Now I have always thought about getting a VPN subscription for some time. Already researched a bit about it several times before. I always somehow keep on having second thoughts about getting one for several reasons that I won’t mention here.
I’ve already implemented a VPN back when I was still in Singapore, using OpenVPN. It wasn’t so hard. Just a simple one. Stable. It was used to secure or isolate my source code somewhere. The idea was that the code was to sit on a repository on a Linux server running on an EC2 instance, and it can only be accessed within the company’s private network. Kallithea, a source code management system, was used that time. The idea was sort of a “success” that it was promoted to something official. All company software code were migrated there eventually. The whole software development team started using it soon after. Later on partner companies were also given access to the VPN to publish and pull software source code to that repository as it is easier to collaborate like that. It also helped since a number of these partners were not always in Singapore (e.g. Some were in Philippines, Vietnam, Malaysia, etc.). Anyway, that’s that. Don’t ask me why the company did not opt for something like BitBucket or GitHub.

- Given data:

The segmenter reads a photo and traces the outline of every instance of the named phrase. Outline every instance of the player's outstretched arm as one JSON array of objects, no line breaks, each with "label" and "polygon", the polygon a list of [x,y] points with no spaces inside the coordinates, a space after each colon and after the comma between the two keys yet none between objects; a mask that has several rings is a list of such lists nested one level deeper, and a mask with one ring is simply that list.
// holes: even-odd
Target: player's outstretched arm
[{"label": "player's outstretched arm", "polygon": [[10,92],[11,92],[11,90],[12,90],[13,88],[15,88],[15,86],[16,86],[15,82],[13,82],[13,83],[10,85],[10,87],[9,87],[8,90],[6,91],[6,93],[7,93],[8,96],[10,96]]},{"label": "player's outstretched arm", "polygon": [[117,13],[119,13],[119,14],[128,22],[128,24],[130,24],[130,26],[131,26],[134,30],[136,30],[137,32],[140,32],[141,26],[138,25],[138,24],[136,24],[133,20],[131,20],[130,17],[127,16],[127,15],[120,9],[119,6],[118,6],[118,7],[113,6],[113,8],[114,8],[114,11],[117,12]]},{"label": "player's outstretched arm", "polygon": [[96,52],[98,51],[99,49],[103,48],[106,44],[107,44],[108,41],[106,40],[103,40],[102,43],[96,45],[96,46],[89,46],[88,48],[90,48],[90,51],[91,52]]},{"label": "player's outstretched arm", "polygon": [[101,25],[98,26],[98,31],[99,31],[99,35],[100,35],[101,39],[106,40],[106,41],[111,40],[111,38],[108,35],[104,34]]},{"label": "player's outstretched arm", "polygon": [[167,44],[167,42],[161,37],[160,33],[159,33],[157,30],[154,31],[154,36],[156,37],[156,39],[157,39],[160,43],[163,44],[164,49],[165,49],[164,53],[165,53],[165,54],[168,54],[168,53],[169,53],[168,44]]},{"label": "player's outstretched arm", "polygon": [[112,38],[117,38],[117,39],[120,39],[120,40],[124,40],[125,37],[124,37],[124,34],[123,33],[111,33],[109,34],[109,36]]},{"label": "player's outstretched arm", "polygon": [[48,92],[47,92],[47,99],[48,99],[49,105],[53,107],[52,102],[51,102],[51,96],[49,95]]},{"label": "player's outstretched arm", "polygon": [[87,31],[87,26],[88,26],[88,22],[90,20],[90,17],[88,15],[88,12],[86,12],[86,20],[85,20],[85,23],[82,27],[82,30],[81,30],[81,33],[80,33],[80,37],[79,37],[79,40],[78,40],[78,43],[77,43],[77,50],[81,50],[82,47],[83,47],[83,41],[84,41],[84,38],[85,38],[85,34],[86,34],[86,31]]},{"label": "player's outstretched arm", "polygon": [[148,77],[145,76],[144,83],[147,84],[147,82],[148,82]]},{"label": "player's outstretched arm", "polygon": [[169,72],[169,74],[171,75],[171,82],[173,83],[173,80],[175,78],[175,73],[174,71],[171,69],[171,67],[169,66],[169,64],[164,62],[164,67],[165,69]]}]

- Given problem: Name every country mentioned in the passage about setting up a VPN.

- Solution: Singapore, Philippines, Vietnam, Malaysia